* [Input rows]

* * *

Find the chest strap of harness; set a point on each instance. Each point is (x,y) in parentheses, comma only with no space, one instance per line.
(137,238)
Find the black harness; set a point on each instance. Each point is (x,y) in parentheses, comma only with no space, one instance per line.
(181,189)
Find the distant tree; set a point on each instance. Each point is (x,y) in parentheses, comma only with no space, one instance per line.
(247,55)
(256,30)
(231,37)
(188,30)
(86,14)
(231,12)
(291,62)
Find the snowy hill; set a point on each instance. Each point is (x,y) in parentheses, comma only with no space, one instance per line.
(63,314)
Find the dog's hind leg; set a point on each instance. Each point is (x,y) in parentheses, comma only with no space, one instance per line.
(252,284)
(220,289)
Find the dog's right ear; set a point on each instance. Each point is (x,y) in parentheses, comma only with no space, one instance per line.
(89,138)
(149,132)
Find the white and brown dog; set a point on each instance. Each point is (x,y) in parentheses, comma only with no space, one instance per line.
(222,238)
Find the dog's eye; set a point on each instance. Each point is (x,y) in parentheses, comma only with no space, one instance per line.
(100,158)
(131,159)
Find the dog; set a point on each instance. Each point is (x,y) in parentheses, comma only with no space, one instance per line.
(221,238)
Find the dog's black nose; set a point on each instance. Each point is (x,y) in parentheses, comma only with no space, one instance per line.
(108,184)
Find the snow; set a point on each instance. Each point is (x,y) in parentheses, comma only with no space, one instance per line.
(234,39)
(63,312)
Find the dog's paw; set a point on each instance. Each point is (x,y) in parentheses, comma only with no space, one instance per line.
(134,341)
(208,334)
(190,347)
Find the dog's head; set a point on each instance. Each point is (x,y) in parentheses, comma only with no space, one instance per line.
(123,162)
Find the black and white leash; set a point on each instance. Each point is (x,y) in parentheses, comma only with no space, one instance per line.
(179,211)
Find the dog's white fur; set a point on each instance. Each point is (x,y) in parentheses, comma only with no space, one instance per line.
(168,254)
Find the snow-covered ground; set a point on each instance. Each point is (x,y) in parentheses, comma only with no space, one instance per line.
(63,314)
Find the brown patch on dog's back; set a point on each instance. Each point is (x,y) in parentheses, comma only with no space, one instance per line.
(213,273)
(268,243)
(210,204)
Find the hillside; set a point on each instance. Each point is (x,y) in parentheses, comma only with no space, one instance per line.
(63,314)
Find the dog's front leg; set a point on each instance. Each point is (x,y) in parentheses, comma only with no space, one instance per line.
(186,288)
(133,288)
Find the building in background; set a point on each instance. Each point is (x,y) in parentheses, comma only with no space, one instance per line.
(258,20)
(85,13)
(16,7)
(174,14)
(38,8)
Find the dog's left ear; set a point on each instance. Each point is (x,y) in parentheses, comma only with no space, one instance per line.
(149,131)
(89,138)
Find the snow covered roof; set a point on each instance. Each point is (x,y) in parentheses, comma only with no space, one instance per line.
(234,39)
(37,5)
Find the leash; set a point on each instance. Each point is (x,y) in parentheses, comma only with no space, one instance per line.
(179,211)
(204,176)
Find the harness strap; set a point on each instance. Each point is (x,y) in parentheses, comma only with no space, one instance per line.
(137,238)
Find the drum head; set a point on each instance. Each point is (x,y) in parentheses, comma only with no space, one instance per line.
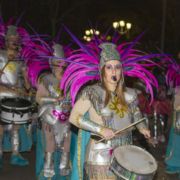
(135,159)
(15,102)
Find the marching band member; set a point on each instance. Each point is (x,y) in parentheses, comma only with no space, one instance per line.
(11,86)
(53,139)
(104,107)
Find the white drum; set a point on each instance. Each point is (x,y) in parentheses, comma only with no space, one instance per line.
(130,162)
(15,110)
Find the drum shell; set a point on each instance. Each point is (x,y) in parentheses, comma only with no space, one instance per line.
(16,114)
(127,174)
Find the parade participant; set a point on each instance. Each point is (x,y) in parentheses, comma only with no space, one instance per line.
(53,137)
(172,159)
(12,82)
(101,108)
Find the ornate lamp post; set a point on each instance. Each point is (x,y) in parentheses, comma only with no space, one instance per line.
(89,34)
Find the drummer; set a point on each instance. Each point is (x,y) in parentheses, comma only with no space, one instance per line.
(100,110)
(12,86)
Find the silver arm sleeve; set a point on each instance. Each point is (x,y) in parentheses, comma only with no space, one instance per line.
(137,115)
(89,125)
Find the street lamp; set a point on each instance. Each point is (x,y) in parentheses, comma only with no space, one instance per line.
(89,34)
(122,27)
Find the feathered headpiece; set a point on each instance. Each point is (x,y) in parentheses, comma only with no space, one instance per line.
(173,73)
(86,62)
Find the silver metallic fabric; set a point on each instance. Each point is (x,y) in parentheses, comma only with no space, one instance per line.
(64,166)
(89,125)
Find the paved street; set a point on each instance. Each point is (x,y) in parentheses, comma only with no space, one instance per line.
(28,173)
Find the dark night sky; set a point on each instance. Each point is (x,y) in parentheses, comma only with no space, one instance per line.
(46,16)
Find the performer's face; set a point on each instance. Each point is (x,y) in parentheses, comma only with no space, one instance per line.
(112,72)
(13,43)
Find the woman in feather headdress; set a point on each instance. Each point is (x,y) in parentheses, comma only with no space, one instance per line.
(13,40)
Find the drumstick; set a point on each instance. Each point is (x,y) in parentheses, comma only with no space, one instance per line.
(119,131)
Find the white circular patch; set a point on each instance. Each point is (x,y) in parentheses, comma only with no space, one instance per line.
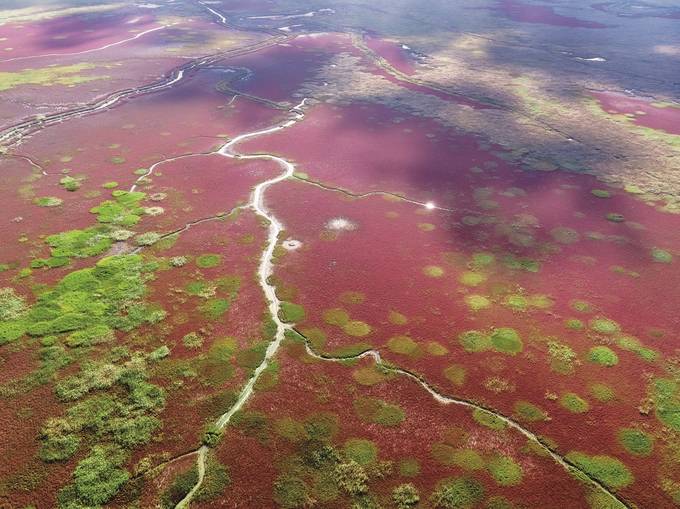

* * *

* [Exercise aim]
Return every line of the records above that contains the word "strap", copying each such line in full.

* [The reply]
Find the chest strap of harness; set a point on each instance. Each point is (x,y) in parentheses, comma only with no space, one instance per line.
Find the harness strap; set a point on each instance. Each point is (x,y) in parentheses, comma only with no space, one instance per line.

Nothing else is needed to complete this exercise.